#### Your goal
Pull out every line in the material below that contains the word "floor".

━━━━━━

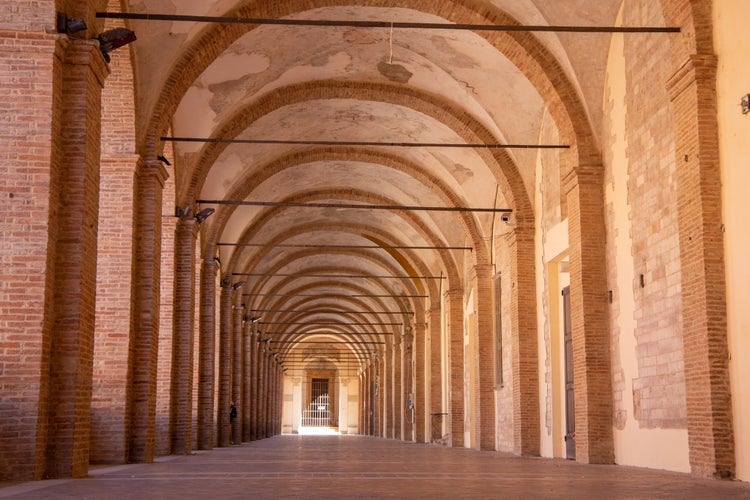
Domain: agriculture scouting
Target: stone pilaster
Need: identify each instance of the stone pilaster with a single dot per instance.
(455, 307)
(704, 311)
(206, 355)
(588, 302)
(181, 389)
(524, 344)
(63, 444)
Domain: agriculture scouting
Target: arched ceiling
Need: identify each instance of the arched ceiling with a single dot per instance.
(361, 85)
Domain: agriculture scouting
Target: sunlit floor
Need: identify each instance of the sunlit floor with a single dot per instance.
(318, 431)
(323, 467)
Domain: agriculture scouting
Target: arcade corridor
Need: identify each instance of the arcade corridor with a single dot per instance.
(491, 233)
(350, 467)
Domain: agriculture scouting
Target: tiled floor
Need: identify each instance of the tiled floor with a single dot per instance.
(360, 467)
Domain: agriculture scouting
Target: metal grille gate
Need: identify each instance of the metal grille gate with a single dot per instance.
(319, 412)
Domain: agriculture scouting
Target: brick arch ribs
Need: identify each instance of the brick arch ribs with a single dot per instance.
(692, 90)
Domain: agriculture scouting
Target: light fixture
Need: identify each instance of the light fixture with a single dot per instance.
(69, 25)
(181, 212)
(114, 39)
(204, 214)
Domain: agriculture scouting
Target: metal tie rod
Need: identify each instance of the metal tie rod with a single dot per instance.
(288, 204)
(309, 142)
(386, 24)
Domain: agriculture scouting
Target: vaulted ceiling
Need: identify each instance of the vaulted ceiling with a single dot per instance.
(323, 85)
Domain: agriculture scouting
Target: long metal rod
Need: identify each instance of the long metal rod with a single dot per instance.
(385, 24)
(369, 247)
(359, 296)
(359, 206)
(308, 334)
(213, 140)
(328, 323)
(354, 276)
(327, 342)
(319, 311)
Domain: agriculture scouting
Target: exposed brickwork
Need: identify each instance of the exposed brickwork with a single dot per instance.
(206, 355)
(454, 305)
(704, 323)
(112, 311)
(420, 400)
(115, 257)
(591, 351)
(181, 391)
(144, 335)
(74, 301)
(162, 441)
(436, 377)
(524, 347)
(237, 382)
(482, 277)
(28, 199)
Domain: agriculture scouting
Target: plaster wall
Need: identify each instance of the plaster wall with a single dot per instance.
(733, 81)
(635, 444)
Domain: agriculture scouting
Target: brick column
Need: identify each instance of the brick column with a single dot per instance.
(387, 387)
(206, 355)
(181, 389)
(487, 421)
(704, 326)
(398, 399)
(237, 380)
(588, 302)
(225, 364)
(247, 381)
(262, 388)
(435, 373)
(408, 385)
(455, 307)
(71, 306)
(380, 396)
(421, 403)
(524, 346)
(362, 403)
(254, 377)
(144, 334)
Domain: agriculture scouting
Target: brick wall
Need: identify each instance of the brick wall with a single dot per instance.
(659, 389)
(113, 266)
(26, 131)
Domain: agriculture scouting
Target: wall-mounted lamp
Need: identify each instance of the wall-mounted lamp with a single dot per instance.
(204, 214)
(69, 25)
(114, 39)
(181, 212)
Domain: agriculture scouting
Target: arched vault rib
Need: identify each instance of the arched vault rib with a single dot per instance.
(498, 161)
(525, 50)
(357, 229)
(300, 291)
(267, 217)
(252, 179)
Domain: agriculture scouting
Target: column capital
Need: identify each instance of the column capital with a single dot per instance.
(698, 67)
(152, 168)
(583, 174)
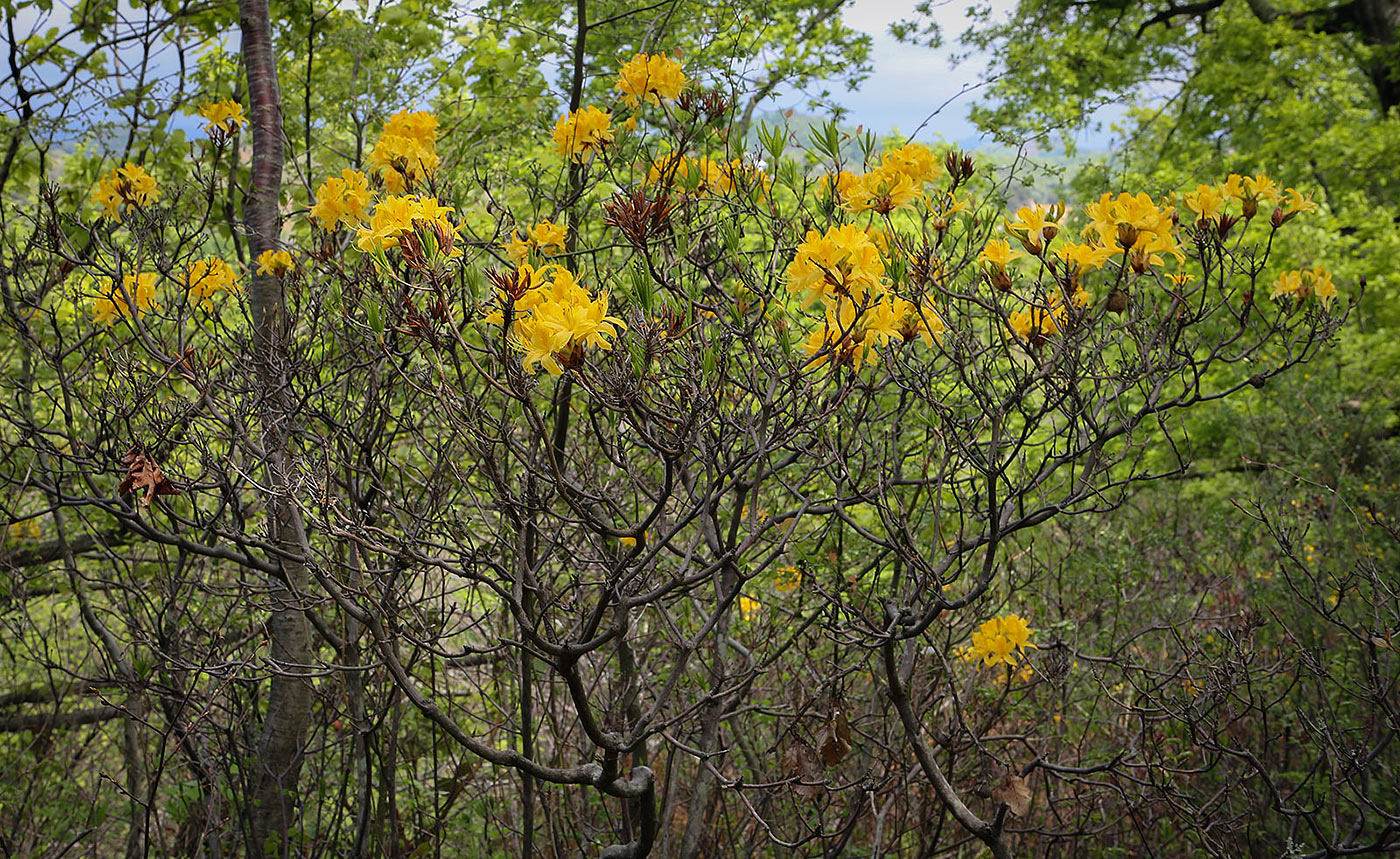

━━━━━━

#### Correct answer
Target: sunlit floor
Need: identify each instance of the sunlit floor with a single dot per instance.
Target: tiled floor
Need: identify each instance of the tiled floor with a single dot per instance.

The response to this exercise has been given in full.